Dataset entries

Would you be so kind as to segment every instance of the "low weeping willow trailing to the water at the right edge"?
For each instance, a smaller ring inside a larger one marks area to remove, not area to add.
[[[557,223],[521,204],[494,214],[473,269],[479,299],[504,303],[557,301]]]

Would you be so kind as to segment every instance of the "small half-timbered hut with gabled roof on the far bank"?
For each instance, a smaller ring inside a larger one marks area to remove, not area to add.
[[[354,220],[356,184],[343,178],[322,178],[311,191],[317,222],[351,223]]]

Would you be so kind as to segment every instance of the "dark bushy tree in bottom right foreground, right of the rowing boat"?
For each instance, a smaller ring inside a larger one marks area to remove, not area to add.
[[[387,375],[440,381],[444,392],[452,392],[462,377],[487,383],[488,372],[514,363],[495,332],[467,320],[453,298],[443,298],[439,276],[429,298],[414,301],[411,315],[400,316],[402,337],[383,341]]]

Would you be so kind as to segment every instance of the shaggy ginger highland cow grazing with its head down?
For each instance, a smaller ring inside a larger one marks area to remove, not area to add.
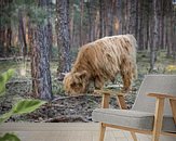
[[[64,78],[67,93],[84,93],[91,81],[97,89],[105,81],[113,81],[118,74],[123,79],[123,90],[128,90],[136,76],[136,39],[133,35],[105,37],[84,44],[77,60]]]

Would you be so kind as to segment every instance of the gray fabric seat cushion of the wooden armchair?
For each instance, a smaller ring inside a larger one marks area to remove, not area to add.
[[[96,108],[93,111],[94,121],[130,127],[140,130],[152,130],[154,114],[128,110]],[[176,132],[173,117],[164,117],[163,131]]]

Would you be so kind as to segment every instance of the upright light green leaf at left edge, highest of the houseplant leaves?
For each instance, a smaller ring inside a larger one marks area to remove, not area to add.
[[[14,73],[14,69],[9,69],[8,72],[0,75],[0,97],[4,94],[5,84],[12,78]]]

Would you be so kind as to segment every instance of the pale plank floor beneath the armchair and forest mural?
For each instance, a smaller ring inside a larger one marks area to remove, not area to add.
[[[95,123],[5,123],[0,134],[14,132],[22,141],[98,141],[98,129]],[[128,132],[107,128],[105,141],[133,140]]]

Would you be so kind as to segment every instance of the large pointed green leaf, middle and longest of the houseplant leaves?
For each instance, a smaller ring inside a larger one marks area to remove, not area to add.
[[[46,102],[41,100],[31,100],[31,99],[21,100],[12,107],[12,110],[9,113],[5,113],[0,117],[0,123],[8,120],[13,115],[31,113],[37,108],[39,108],[44,103]]]

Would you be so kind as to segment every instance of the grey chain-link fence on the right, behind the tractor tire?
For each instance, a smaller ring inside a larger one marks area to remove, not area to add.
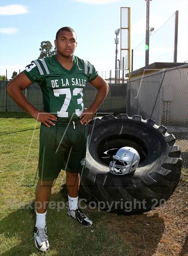
[[[188,64],[128,82],[128,116],[151,118],[173,133],[188,168]]]

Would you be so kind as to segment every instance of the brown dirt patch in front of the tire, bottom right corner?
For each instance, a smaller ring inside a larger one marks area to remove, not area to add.
[[[161,207],[141,215],[114,214],[107,223],[132,246],[130,256],[188,256],[188,182],[182,178]]]

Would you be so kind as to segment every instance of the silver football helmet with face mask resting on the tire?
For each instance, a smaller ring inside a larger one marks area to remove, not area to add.
[[[137,150],[130,147],[120,148],[113,161],[110,162],[110,171],[113,174],[124,175],[135,171],[140,162],[140,156]]]

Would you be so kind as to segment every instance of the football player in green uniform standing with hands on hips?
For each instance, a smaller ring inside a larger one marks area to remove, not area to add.
[[[85,170],[86,125],[109,91],[107,82],[98,75],[94,66],[74,55],[77,35],[72,28],[60,28],[54,43],[56,55],[33,60],[9,82],[6,89],[21,108],[41,122],[34,243],[42,252],[50,247],[46,225],[47,203],[53,182],[61,169],[66,171],[67,215],[84,226],[92,225],[90,218],[78,208],[80,173]],[[43,93],[43,111],[36,109],[22,92],[34,82],[40,85]],[[87,82],[98,89],[90,108],[84,108]]]

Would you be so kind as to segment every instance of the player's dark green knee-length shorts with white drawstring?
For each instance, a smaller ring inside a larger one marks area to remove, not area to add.
[[[61,169],[78,173],[85,169],[87,127],[80,121],[40,127],[38,177],[54,180]]]

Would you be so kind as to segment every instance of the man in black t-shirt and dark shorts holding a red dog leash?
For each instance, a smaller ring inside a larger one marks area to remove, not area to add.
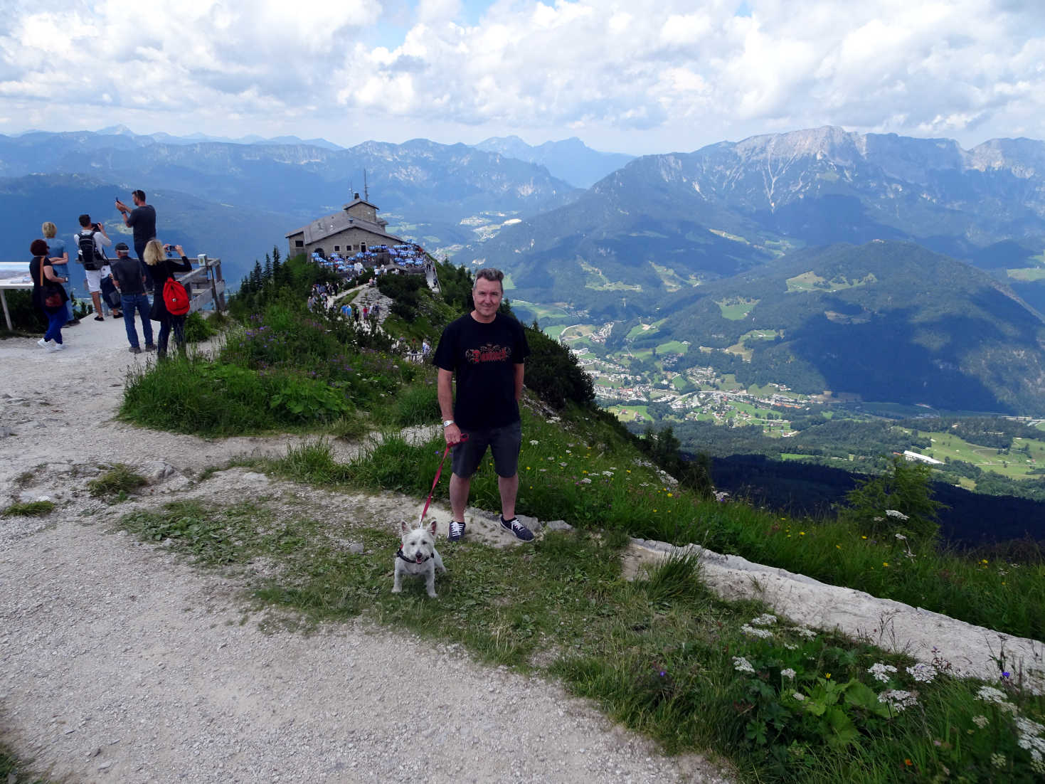
[[[454,446],[450,475],[450,521],[447,538],[464,535],[464,509],[468,503],[471,476],[490,447],[501,491],[501,527],[522,541],[533,532],[515,518],[518,493],[519,446],[522,422],[519,396],[522,394],[524,363],[530,353],[522,325],[497,313],[505,290],[501,270],[484,268],[475,273],[471,290],[472,312],[448,324],[436,347],[439,368],[439,408],[443,414],[446,444]],[[450,382],[457,375],[457,400]],[[461,440],[468,434],[466,441]]]

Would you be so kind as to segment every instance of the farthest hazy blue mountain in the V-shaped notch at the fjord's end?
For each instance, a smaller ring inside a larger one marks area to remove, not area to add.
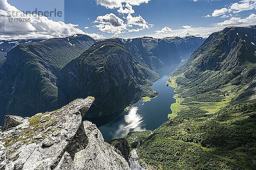
[[[183,59],[189,59],[191,54],[204,42],[204,38],[188,36],[188,37],[166,37],[163,40],[173,42],[177,46]]]

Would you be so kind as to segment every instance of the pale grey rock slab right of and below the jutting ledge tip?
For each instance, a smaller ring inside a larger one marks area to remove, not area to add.
[[[110,144],[104,142],[96,125],[85,121],[83,127],[88,144],[75,154],[75,170],[130,170],[128,162]]]

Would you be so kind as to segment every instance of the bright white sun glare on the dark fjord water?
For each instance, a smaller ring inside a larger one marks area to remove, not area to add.
[[[138,127],[144,120],[142,116],[140,116],[137,111],[139,110],[139,108],[137,106],[132,107],[128,112],[128,115],[125,115],[125,122],[127,123],[127,125],[125,127],[122,127],[122,129],[134,129],[136,127]]]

* [Prompt]
Leave the pictures aside and give the records above back word for word.

* [Written answer]
Would you be so kind as to segment every instance of the "low weeping willow trailing to the water at the right edge"?
For each instance, a smaller ring inside a larger one marks area to remove, not area to add.
[[[557,223],[521,204],[494,214],[473,269],[479,299],[504,303],[557,301]]]

Would you be so kind as to segment every instance of the "small half-timbered hut with gabled roof on the far bank"?
For each instance, a smaller ring inside a larger one marks area to remove, not area to add.
[[[354,220],[356,184],[343,178],[322,178],[311,191],[317,222],[351,223]]]

Would you be so kind as to segment every instance of the "dark bushy tree in bottom right foreground, right of the rowing boat"?
For each instance, a smaller ring inside a larger one marks area to remove, not area to add.
[[[387,375],[440,381],[444,392],[452,392],[462,377],[487,383],[488,372],[514,363],[495,332],[467,320],[453,298],[443,298],[439,276],[429,298],[414,301],[411,315],[400,316],[402,337],[383,341]]]

Would you be so kind as to segment every instance of the shaggy ginger highland cow grazing with its head down?
For each instance, a smaller ring inside a larger one marks area to remove, not area to add.
[[[64,78],[67,93],[84,93],[91,81],[97,89],[105,81],[113,81],[118,74],[123,79],[123,90],[128,90],[136,76],[136,39],[133,35],[105,37],[84,44],[77,60]]]

Would you be so kind as to segment every instance of the gray fabric seat cushion of the wooden armchair?
For each instance, a smaller ring inside a larger one marks area to remove, not area to add.
[[[96,108],[93,111],[94,121],[130,127],[140,130],[152,130],[154,114],[128,110]],[[176,132],[173,117],[164,117],[163,131]]]

Would you be so kind as to segment every instance of the upright light green leaf at left edge, highest of the houseplant leaves?
For each instance, a smaller ring inside a larger one marks area to remove, not area to add.
[[[14,73],[14,69],[9,69],[8,72],[0,75],[0,97],[4,94],[5,84],[12,78]]]

Would you be so kind as to segment every instance of the pale plank floor beneath the armchair and forest mural?
For each instance, a smaller ring inside a larger one marks area to remove, not area to add.
[[[95,123],[5,123],[0,134],[14,132],[22,141],[98,141],[98,129]],[[128,132],[107,128],[105,141],[133,140]]]

Would you be so kind as to segment every instance of the large pointed green leaf, middle and longest of the houseplant leaves?
For each instance, a smaller ring inside a larger one marks area to remove, not area to add.
[[[46,102],[41,100],[31,100],[31,99],[21,100],[12,107],[12,110],[9,113],[5,113],[0,117],[0,123],[8,120],[13,115],[31,113],[37,108],[39,108],[44,103]]]

Would you be so kind as to segment every instance of the grey chain-link fence on the right, behind the tractor tire?
For each instance, a smaller ring inside a larger one marks area to remove, not area to add.
[[[188,64],[128,82],[128,116],[151,118],[173,133],[188,168]]]

Would you be so kind as to segment every instance of the brown dirt patch in front of the tire, bottom right corner?
For each instance, a smaller ring inside a larger one marks area to remove, not area to add.
[[[161,207],[141,215],[114,214],[107,223],[132,246],[130,256],[188,256],[188,182],[182,178]]]

Would you be so kind as to segment every instance of the silver football helmet with face mask resting on the tire?
For each instance, a smaller ring inside a larger one marks area to remove, not area to add.
[[[137,150],[130,147],[120,148],[113,161],[110,162],[110,171],[113,174],[124,175],[135,171],[140,162],[140,156]]]

Would you be so kind as to segment every instance of the football player in green uniform standing with hands on hips?
For each instance, a smaller ring inside a larger one marks area to remove, not area to add.
[[[85,170],[86,125],[109,91],[107,82],[98,75],[94,66],[74,55],[77,35],[72,28],[60,28],[54,43],[56,55],[33,60],[9,82],[6,89],[21,108],[41,122],[34,243],[42,252],[50,247],[46,225],[47,203],[53,182],[61,169],[66,171],[67,215],[84,226],[92,225],[90,218],[78,208],[80,173]],[[43,93],[43,111],[36,109],[22,92],[34,82],[40,85]],[[87,82],[98,89],[90,108],[84,108]]]

Would you be so kind as to segment every instance of the player's dark green knee-length shorts with white drawstring?
For each instance, a smaller ring inside a larger one marks area to remove, not area to add.
[[[61,169],[78,173],[85,169],[87,127],[80,121],[40,127],[38,177],[54,180]]]

Would you be so kind as to segment every instance of the man in black t-shirt and dark shorts holding a red dog leash?
For each instance, a smaller ring inside a larger one marks area to remove, not area to add.
[[[454,446],[450,475],[450,521],[447,538],[464,535],[464,509],[468,503],[471,476],[490,447],[501,491],[501,527],[522,541],[533,532],[515,518],[518,493],[519,446],[522,422],[519,396],[522,394],[524,363],[530,353],[522,325],[497,313],[505,290],[501,270],[484,268],[475,273],[471,290],[472,312],[448,324],[436,347],[439,368],[439,408],[443,414],[446,444]],[[450,382],[457,375],[457,400]],[[461,440],[468,434],[466,441]]]

Would you be so kind as to segment every instance of the farthest hazy blue mountain in the V-shaped notch at the fjord's end?
For each instance, a smaller ring inside a larger one marks area to remove, not area to add.
[[[183,59],[189,59],[191,54],[204,42],[204,38],[188,36],[188,37],[166,37],[163,40],[173,42],[177,46]]]

Would you be so kind as to segment every instance of the pale grey rock slab right of and below the jutting ledge tip?
For each instance, a smaller ring inside a larger one marks area to remove, not area to add.
[[[110,144],[104,142],[96,125],[85,121],[83,127],[88,144],[75,154],[75,170],[130,170],[128,162]]]

Would you be so kind as to segment every instance of the bright white sun glare on the dark fjord water?
For each instance, a smaller ring inside a larger one marks area to remove, not area to add.
[[[138,127],[144,120],[142,116],[140,116],[137,111],[139,110],[139,108],[137,106],[132,107],[128,112],[128,115],[125,115],[125,122],[127,123],[127,125],[125,127],[122,127],[122,129],[134,129],[136,127]]]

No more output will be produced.